(Aim): Report how many lines in the rows below contain the string "wooden". Give only the number.

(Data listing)
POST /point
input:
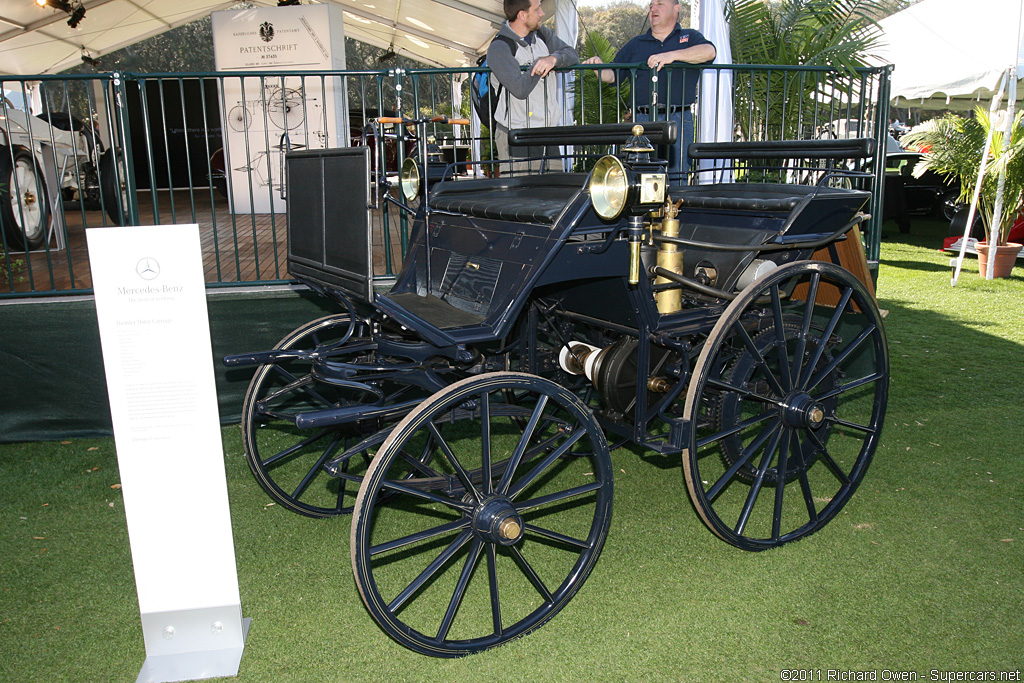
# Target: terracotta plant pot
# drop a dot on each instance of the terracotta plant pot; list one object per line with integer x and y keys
{"x": 1006, "y": 258}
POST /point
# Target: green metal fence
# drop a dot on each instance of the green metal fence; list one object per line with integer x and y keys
{"x": 209, "y": 148}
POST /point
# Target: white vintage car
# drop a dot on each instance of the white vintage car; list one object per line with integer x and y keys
{"x": 55, "y": 145}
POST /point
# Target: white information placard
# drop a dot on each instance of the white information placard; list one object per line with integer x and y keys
{"x": 155, "y": 334}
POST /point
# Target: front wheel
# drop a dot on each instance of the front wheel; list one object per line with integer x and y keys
{"x": 24, "y": 202}
{"x": 479, "y": 519}
{"x": 785, "y": 406}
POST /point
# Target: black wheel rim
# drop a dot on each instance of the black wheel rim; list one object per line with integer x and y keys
{"x": 498, "y": 535}
{"x": 786, "y": 406}
{"x": 290, "y": 463}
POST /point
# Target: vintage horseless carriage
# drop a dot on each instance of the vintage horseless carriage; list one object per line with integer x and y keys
{"x": 463, "y": 417}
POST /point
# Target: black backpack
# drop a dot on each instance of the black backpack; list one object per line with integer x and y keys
{"x": 484, "y": 93}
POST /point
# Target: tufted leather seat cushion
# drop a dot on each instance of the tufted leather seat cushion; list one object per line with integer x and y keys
{"x": 531, "y": 199}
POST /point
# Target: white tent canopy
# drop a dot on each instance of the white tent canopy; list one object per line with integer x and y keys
{"x": 951, "y": 53}
{"x": 38, "y": 40}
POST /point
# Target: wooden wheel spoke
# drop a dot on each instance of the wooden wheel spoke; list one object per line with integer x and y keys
{"x": 535, "y": 503}
{"x": 752, "y": 496}
{"x": 803, "y": 381}
{"x": 826, "y": 458}
{"x": 783, "y": 453}
{"x": 740, "y": 391}
{"x": 496, "y": 602}
{"x": 738, "y": 427}
{"x": 779, "y": 323}
{"x": 805, "y": 487}
{"x": 485, "y": 472}
{"x": 431, "y": 570}
{"x": 873, "y": 377}
{"x": 437, "y": 559}
{"x": 315, "y": 469}
{"x": 840, "y": 357}
{"x": 805, "y": 326}
{"x": 460, "y": 589}
{"x": 555, "y": 536}
{"x": 742, "y": 460}
{"x": 531, "y": 574}
{"x": 426, "y": 496}
{"x": 460, "y": 471}
{"x": 425, "y": 535}
{"x": 530, "y": 476}
{"x": 520, "y": 447}
{"x": 853, "y": 425}
{"x": 760, "y": 359}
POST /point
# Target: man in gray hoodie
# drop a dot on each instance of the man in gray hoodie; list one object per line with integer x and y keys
{"x": 523, "y": 42}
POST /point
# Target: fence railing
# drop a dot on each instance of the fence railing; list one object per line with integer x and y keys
{"x": 209, "y": 148}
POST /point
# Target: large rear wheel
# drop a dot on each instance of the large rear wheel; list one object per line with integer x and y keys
{"x": 499, "y": 531}
{"x": 24, "y": 201}
{"x": 785, "y": 406}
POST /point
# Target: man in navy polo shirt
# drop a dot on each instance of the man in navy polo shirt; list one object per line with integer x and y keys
{"x": 665, "y": 43}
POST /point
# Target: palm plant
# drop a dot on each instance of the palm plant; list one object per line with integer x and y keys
{"x": 780, "y": 104}
{"x": 597, "y": 101}
{"x": 954, "y": 145}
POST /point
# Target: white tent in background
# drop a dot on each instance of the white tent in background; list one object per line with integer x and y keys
{"x": 951, "y": 53}
{"x": 947, "y": 55}
{"x": 715, "y": 120}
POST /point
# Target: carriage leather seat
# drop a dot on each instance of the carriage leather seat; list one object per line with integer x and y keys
{"x": 532, "y": 199}
{"x": 743, "y": 197}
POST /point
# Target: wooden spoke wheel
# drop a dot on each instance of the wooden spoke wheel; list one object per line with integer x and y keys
{"x": 502, "y": 528}
{"x": 24, "y": 202}
{"x": 290, "y": 463}
{"x": 785, "y": 406}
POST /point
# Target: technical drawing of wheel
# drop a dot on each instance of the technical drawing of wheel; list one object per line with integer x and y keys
{"x": 239, "y": 118}
{"x": 503, "y": 527}
{"x": 290, "y": 463}
{"x": 785, "y": 406}
{"x": 286, "y": 109}
{"x": 24, "y": 201}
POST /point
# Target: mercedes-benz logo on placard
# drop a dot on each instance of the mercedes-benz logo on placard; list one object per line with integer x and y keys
{"x": 147, "y": 268}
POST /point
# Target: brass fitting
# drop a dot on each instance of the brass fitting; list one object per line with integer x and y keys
{"x": 670, "y": 258}
{"x": 658, "y": 385}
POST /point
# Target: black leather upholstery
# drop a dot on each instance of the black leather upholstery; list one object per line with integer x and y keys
{"x": 532, "y": 199}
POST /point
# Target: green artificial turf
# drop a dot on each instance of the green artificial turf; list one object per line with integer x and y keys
{"x": 923, "y": 570}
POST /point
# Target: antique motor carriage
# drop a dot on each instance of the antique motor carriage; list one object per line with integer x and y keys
{"x": 465, "y": 416}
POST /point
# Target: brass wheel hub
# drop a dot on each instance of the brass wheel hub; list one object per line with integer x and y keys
{"x": 497, "y": 520}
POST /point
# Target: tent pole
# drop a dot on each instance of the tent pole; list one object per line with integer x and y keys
{"x": 993, "y": 237}
{"x": 977, "y": 185}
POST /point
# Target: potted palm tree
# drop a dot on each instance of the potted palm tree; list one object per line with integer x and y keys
{"x": 953, "y": 145}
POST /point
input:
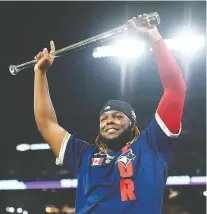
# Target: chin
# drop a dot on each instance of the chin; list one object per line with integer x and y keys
{"x": 112, "y": 137}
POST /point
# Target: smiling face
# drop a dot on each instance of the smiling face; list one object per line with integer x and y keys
{"x": 113, "y": 124}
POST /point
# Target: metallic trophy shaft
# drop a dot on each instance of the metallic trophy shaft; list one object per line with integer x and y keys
{"x": 151, "y": 20}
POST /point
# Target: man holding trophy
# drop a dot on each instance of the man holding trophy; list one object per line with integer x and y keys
{"x": 125, "y": 170}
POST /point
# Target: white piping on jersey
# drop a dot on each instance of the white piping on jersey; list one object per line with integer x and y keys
{"x": 59, "y": 159}
{"x": 164, "y": 127}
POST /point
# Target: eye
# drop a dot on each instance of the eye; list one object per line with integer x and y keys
{"x": 103, "y": 118}
{"x": 118, "y": 116}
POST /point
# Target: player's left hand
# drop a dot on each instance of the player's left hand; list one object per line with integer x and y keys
{"x": 140, "y": 26}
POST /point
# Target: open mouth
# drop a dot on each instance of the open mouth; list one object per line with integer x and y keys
{"x": 111, "y": 130}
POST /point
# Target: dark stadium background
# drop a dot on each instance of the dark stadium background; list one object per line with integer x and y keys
{"x": 80, "y": 85}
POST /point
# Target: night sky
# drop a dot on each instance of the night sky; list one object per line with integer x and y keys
{"x": 80, "y": 85}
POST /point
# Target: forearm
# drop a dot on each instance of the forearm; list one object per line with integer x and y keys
{"x": 171, "y": 105}
{"x": 43, "y": 108}
{"x": 170, "y": 73}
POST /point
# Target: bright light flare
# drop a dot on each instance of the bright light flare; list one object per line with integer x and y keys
{"x": 124, "y": 48}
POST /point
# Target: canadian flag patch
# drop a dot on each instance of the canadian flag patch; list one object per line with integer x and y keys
{"x": 96, "y": 161}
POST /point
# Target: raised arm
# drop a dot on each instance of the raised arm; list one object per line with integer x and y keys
{"x": 170, "y": 108}
{"x": 43, "y": 109}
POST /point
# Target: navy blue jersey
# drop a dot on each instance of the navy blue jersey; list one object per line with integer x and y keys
{"x": 129, "y": 181}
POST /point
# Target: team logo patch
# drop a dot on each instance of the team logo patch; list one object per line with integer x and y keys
{"x": 96, "y": 161}
{"x": 126, "y": 157}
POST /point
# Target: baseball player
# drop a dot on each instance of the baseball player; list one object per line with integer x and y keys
{"x": 125, "y": 170}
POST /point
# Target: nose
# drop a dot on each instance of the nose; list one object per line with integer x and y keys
{"x": 110, "y": 121}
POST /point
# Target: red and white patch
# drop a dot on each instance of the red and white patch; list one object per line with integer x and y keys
{"x": 96, "y": 161}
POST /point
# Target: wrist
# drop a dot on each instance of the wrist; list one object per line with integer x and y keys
{"x": 40, "y": 72}
{"x": 154, "y": 36}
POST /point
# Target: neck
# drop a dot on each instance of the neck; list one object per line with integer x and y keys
{"x": 116, "y": 145}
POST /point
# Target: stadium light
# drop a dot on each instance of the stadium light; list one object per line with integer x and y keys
{"x": 187, "y": 43}
{"x": 19, "y": 210}
{"x": 124, "y": 48}
{"x": 11, "y": 209}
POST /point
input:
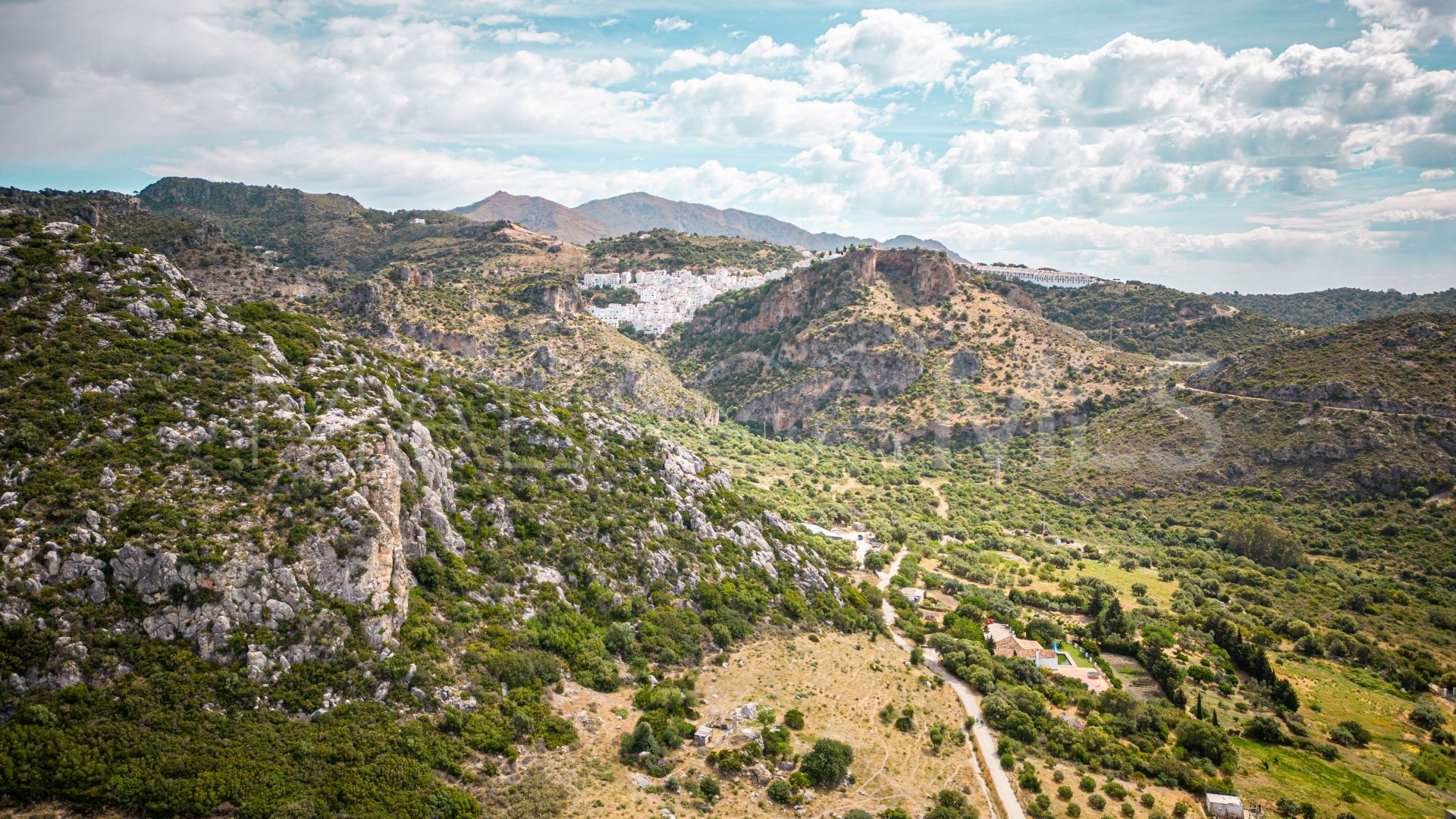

(Exercise output): 4